## Exercise aim
Scan the material and copy out each line where the word "shadow" occurs.

.....

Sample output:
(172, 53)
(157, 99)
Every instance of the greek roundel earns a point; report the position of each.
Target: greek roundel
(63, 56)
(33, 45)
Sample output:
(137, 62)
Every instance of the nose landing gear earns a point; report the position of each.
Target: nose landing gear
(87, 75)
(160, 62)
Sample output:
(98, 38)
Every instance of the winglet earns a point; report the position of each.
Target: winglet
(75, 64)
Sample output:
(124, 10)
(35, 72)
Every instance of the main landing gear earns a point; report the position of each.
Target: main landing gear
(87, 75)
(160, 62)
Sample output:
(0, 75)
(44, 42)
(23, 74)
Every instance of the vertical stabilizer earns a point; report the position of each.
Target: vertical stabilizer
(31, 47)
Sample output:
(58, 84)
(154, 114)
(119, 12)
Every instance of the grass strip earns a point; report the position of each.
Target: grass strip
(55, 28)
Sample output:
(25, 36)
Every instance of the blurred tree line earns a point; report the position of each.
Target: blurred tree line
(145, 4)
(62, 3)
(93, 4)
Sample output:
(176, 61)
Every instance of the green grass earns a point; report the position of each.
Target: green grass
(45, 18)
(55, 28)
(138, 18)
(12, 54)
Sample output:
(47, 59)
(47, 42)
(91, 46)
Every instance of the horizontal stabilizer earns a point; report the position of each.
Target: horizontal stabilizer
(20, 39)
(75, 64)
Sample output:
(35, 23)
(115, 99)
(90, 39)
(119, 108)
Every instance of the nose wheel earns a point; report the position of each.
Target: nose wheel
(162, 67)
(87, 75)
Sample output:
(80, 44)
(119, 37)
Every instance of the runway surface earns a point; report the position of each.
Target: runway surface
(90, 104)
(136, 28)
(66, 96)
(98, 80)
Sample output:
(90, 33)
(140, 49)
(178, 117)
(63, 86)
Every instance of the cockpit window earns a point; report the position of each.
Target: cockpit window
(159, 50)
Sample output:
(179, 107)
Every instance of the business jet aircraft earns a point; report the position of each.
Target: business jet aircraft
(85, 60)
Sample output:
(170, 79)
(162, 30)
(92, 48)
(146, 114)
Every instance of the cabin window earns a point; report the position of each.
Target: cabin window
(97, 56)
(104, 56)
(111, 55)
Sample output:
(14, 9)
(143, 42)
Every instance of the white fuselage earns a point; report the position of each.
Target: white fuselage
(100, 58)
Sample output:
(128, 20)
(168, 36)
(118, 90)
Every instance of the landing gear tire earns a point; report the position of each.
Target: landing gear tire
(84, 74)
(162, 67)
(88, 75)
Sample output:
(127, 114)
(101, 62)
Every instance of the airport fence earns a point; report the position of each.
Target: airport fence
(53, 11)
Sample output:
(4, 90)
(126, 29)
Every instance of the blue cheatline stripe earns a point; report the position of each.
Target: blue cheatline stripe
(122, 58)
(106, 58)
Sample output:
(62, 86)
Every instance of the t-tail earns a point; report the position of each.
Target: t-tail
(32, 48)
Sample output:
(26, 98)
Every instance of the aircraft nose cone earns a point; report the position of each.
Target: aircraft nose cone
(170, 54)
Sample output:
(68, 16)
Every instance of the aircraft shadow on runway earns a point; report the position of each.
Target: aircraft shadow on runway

.....

## Answer
Every instance of the aircraft shadow on runway earns a point; report the position of each.
Target: aircraft shadow on runway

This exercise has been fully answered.